▸ **PROBLEM DESCRIPTION**:
Can you quote exactly the stretch of lines from the one with "[locate] white banner (one dot each)" through the final line of the material, both ends included?

▸ **THE INPUT**:

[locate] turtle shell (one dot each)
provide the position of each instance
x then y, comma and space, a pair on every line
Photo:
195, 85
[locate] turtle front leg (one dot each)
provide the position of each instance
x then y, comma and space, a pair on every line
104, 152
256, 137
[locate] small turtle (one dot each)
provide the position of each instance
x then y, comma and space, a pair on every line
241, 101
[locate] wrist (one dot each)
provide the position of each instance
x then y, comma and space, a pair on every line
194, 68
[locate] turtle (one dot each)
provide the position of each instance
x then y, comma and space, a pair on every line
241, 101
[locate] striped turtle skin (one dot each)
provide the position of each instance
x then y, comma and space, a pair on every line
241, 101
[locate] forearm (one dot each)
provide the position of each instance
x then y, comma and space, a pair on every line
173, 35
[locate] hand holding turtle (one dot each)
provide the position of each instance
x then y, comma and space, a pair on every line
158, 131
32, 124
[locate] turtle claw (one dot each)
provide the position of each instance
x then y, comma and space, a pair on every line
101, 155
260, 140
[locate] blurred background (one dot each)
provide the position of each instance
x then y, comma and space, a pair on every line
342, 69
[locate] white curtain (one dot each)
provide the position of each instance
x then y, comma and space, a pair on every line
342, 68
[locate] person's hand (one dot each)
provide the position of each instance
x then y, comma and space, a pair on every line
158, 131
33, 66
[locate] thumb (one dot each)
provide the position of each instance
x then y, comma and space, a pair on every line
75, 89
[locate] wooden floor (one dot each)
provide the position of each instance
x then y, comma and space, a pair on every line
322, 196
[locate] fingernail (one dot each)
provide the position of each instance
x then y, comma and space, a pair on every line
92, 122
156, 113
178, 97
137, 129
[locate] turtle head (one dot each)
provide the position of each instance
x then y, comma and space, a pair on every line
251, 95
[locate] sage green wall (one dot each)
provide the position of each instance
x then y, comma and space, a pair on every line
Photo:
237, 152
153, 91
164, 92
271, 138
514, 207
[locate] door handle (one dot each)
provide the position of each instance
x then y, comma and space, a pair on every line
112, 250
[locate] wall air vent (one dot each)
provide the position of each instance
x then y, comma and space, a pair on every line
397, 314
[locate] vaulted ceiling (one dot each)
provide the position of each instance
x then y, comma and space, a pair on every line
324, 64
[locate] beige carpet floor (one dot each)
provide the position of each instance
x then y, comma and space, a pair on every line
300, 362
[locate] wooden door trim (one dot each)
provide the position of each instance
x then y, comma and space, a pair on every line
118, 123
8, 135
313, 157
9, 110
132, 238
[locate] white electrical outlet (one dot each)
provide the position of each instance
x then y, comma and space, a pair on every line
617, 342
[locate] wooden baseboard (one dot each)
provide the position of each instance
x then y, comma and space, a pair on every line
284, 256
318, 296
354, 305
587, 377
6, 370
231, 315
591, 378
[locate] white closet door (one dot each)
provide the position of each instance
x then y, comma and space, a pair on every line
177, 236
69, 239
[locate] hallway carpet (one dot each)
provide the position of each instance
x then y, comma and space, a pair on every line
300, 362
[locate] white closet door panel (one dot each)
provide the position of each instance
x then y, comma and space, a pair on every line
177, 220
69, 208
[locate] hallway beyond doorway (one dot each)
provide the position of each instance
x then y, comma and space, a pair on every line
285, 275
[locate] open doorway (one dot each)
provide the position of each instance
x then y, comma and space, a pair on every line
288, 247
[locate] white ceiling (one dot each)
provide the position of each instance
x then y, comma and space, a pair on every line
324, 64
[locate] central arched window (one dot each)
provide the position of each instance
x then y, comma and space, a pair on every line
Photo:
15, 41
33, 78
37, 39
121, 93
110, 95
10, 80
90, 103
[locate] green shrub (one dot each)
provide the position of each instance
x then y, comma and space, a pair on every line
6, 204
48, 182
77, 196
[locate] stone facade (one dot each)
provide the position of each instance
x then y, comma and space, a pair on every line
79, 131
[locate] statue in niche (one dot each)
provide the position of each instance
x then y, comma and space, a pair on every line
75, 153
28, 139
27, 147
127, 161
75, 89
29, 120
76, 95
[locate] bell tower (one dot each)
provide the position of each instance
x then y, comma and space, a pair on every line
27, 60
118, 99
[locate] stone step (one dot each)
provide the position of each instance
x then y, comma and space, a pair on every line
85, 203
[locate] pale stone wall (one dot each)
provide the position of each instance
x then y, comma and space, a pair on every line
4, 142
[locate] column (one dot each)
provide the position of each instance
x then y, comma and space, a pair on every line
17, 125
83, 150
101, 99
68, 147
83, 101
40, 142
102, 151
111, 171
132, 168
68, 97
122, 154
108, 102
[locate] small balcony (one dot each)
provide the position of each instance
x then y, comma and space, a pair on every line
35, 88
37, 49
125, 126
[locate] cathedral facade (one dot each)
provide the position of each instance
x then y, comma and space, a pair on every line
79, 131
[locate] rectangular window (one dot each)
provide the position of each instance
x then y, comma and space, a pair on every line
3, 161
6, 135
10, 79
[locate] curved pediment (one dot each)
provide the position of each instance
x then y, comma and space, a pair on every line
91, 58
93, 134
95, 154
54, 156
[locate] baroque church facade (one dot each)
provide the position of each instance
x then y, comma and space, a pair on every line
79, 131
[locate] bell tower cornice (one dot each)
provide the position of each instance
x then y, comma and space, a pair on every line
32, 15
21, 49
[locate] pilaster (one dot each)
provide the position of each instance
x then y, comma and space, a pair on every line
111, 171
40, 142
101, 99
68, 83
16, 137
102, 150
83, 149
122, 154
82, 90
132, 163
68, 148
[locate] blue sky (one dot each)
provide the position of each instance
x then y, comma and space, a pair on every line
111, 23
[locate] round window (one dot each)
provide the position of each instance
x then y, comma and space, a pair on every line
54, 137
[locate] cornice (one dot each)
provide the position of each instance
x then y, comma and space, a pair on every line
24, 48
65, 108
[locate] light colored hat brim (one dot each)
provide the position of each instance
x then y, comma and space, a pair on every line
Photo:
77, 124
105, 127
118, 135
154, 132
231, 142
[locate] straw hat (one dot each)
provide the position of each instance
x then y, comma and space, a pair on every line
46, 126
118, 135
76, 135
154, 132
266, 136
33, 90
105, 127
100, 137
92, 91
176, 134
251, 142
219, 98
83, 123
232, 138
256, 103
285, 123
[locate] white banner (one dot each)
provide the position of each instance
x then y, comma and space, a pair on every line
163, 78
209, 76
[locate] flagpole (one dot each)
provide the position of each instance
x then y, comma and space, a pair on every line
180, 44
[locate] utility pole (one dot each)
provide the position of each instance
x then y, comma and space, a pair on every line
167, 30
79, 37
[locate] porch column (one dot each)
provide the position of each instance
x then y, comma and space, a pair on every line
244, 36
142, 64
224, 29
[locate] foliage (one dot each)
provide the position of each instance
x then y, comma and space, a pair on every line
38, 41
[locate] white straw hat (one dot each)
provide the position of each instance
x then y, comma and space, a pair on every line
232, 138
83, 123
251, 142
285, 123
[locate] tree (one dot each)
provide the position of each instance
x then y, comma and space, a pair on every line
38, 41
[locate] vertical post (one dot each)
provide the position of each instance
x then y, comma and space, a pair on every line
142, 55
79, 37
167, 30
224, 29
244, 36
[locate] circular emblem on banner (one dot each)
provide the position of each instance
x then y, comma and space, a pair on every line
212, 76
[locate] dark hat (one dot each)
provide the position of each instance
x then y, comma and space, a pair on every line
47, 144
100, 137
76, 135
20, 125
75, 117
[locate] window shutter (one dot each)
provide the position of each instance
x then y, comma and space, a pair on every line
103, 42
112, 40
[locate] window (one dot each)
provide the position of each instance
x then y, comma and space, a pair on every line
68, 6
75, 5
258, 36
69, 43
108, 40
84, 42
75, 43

▸ **COMPLETE OUTPUT**:
[locate] white banner (one dot each)
provide the position of each instance
x then y, comma and space, a pair on every line
163, 78
209, 76
[locate] flagpole (one dot each)
provide the position of each instance
x then y, comma and space, a pair on every line
180, 44
[locate] utility pole (one dot each)
provide the position of each instance
x then y, comma and space, a pair on every line
167, 30
79, 37
[locate] porch column (one dot each)
provide the position of each instance
x then y, comma and space, a pair on every line
244, 36
142, 64
224, 29
[locate] foliage (one dot each)
provide the position of each instance
x then y, comma and space, a pair on every line
38, 41
[locate] white straw hat (one dot each)
provide the position of each instance
x then y, comma and space, a pair on every line
232, 138
83, 123
251, 142
285, 123
[locate] tree (one dot each)
provide the position of each instance
x then y, comma and space, a pair on every line
38, 41
[locate] vertical post (one dot each)
provide the position of each instance
x then y, comma and space, a pair on every line
142, 55
79, 37
167, 30
224, 29
244, 36
[locate] circular emblem on banner (one dot each)
provide the position of each instance
x then y, comma and space, a pair on every line
212, 76
[locate] dark hat (one dot each)
provide the position of each instance
x then y, comma and space, a pair on every line
47, 144
100, 137
76, 135
20, 125
75, 117
[locate] window shutter (one dot each)
provide the position of each instance
x then y, comma and space, a pair on every line
103, 42
112, 40
[locate] window (one dot each)
provide the position of each instance
x then y, comma and space, a pair on every line
68, 6
75, 5
258, 36
69, 43
108, 40
84, 42
75, 43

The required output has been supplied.